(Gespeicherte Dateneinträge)
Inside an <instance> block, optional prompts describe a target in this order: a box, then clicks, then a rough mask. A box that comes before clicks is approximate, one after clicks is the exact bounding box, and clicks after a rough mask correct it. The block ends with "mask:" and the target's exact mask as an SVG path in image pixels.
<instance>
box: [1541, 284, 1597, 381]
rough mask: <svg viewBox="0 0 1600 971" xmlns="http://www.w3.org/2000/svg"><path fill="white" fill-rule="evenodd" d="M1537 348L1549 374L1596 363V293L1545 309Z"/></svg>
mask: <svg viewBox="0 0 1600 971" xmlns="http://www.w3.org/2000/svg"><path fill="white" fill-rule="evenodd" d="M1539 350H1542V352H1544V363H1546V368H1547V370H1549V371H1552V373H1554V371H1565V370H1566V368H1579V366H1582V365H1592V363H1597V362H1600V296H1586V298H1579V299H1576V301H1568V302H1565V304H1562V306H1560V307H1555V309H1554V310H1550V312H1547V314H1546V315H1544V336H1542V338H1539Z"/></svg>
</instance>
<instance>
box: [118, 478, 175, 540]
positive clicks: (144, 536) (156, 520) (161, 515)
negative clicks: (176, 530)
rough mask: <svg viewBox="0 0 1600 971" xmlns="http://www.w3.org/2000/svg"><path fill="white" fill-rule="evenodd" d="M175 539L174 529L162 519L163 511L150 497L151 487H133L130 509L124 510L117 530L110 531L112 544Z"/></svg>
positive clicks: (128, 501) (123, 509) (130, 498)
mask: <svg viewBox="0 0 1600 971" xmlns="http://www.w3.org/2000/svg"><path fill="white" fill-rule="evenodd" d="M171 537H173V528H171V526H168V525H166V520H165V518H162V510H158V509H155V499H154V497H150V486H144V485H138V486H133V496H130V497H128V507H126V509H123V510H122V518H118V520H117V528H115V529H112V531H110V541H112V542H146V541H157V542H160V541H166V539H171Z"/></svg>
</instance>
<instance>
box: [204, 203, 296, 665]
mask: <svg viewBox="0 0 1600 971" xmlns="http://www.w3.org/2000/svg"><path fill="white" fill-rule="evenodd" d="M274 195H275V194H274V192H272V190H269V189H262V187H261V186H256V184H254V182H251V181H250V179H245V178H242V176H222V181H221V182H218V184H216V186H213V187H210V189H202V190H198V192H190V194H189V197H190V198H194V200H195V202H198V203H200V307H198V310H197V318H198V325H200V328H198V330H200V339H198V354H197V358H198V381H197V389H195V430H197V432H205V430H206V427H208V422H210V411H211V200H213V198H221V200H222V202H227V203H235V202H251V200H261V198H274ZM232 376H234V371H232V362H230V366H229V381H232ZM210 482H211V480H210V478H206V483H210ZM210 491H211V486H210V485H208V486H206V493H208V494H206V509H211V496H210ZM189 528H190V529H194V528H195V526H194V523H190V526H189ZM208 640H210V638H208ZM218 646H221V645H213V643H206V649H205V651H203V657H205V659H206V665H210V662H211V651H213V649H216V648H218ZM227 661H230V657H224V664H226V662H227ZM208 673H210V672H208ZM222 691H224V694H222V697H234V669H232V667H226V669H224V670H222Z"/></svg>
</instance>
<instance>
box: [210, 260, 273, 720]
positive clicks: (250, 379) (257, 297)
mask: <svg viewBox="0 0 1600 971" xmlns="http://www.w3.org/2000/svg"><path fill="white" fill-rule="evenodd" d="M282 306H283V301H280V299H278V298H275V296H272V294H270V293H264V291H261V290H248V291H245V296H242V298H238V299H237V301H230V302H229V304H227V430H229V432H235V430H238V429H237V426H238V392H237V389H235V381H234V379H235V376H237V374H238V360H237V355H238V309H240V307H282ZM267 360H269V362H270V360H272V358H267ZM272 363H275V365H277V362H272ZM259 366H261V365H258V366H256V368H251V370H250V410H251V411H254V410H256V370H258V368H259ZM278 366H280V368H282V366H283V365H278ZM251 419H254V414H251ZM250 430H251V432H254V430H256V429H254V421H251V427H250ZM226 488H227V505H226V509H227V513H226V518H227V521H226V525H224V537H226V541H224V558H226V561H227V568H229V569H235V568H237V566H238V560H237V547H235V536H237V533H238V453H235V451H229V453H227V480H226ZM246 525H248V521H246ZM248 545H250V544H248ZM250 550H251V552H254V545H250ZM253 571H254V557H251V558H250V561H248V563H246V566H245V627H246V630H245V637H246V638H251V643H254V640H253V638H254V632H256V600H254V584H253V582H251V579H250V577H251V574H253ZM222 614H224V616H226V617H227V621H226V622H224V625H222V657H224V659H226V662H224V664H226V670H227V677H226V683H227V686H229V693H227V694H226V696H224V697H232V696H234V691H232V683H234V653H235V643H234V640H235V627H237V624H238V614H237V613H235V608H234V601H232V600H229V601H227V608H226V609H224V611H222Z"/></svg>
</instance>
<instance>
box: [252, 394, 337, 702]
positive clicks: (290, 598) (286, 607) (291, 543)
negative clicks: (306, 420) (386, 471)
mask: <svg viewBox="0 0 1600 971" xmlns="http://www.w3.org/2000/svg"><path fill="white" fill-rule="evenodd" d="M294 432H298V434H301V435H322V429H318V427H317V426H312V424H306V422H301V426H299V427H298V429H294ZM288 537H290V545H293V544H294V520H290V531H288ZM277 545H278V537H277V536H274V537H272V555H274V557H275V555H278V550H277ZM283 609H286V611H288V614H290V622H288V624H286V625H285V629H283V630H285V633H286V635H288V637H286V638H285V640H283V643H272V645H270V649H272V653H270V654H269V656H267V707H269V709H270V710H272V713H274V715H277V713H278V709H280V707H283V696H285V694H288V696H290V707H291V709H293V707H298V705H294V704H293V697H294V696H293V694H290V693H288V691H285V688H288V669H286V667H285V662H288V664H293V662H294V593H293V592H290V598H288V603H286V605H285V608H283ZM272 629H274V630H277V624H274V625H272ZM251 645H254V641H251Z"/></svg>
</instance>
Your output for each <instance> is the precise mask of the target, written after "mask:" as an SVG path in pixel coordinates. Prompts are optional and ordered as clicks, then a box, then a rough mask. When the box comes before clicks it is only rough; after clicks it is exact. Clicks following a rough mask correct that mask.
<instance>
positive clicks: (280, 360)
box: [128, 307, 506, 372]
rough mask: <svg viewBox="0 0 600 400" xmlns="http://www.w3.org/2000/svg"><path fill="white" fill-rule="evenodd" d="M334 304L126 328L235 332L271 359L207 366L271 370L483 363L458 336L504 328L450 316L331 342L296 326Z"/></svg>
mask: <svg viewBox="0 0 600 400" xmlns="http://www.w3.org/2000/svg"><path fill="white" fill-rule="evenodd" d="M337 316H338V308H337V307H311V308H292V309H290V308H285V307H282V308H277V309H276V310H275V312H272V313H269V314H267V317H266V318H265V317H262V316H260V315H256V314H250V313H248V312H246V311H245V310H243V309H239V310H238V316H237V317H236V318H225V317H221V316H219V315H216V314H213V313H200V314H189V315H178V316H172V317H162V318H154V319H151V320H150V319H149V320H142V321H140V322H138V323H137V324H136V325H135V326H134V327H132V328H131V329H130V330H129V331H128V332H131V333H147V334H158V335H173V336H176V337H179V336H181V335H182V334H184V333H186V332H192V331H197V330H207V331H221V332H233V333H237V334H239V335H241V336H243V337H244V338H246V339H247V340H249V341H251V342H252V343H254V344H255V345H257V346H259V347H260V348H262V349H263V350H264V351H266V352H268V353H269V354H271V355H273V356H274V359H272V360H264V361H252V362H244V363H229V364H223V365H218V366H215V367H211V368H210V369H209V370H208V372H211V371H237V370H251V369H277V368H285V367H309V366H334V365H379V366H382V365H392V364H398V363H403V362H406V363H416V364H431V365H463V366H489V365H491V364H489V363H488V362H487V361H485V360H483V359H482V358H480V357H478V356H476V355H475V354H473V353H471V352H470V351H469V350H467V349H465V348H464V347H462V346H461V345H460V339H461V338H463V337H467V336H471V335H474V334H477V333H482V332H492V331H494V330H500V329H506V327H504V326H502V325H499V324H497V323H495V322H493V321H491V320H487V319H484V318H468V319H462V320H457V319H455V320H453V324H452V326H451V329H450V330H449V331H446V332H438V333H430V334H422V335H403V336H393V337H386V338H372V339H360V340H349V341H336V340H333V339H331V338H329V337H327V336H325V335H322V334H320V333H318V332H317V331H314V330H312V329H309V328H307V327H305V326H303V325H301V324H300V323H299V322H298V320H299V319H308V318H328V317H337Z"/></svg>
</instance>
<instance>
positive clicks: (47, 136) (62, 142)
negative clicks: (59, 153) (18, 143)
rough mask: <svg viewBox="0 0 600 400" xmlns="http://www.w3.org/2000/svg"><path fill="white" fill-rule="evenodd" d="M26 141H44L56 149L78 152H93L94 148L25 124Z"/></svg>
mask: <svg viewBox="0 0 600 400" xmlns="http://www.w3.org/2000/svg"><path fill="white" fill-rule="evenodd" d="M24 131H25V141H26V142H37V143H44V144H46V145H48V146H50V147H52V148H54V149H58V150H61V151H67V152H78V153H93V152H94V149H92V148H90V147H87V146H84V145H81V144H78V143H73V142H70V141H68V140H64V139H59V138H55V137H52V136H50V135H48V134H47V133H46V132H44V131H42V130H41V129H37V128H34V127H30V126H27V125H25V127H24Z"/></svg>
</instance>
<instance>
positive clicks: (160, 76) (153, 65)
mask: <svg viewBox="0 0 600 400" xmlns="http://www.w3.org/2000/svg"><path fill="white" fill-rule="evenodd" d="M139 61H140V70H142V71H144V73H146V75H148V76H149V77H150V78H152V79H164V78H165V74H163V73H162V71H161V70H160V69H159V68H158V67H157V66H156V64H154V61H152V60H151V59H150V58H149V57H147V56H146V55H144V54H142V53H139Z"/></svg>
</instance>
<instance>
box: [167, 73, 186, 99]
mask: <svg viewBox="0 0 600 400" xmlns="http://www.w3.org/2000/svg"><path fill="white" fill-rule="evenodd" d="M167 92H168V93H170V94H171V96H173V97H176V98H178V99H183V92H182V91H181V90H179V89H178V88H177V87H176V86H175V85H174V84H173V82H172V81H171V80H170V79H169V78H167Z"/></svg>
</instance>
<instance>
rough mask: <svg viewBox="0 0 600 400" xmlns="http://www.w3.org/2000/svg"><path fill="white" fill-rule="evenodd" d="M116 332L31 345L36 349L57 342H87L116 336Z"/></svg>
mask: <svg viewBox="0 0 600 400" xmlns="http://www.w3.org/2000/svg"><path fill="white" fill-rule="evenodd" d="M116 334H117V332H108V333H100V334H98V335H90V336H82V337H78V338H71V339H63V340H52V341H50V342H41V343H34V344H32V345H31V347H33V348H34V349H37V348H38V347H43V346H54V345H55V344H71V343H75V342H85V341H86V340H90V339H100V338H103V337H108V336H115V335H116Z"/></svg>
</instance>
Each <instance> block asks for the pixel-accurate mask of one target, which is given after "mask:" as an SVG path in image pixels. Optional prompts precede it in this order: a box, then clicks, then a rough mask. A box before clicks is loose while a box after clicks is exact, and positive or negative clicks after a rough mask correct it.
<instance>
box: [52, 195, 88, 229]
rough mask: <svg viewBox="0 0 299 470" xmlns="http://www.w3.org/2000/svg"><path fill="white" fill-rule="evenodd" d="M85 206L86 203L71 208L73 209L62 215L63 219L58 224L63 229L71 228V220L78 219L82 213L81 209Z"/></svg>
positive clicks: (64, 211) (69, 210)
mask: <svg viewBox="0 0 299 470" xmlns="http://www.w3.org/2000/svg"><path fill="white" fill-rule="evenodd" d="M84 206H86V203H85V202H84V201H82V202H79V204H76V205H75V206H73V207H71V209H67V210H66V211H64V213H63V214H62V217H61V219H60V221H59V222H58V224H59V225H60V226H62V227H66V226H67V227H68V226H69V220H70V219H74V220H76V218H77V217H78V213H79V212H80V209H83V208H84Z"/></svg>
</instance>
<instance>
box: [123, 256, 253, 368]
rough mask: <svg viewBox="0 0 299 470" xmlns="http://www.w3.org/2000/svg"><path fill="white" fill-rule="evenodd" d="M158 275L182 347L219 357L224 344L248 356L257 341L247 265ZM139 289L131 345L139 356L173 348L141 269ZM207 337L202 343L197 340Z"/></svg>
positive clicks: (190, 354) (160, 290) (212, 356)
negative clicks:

• [Arbeitsanleitung]: Aktualisiere die Zeilen vom Anfang der Auflistung bis einschließlich der Zeile mit „box: [1541, 284, 1597, 381]“, indem du darin „approximate“ durch „estimated“ ersetzt und alles andere unverändert lässt. Gib nur diese Zeilen wieder.

• [Ergebnis]:
Inside an <instance> block, optional prompts describe a target in this order: a box, then clicks, then a rough mask. A box that comes before clicks is estimated, one after clicks is the exact bounding box, and clicks after a rough mask correct it. The block ends with "mask:" and the target's exact mask as an SVG path in image pixels.
<instance>
box: [1541, 284, 1597, 381]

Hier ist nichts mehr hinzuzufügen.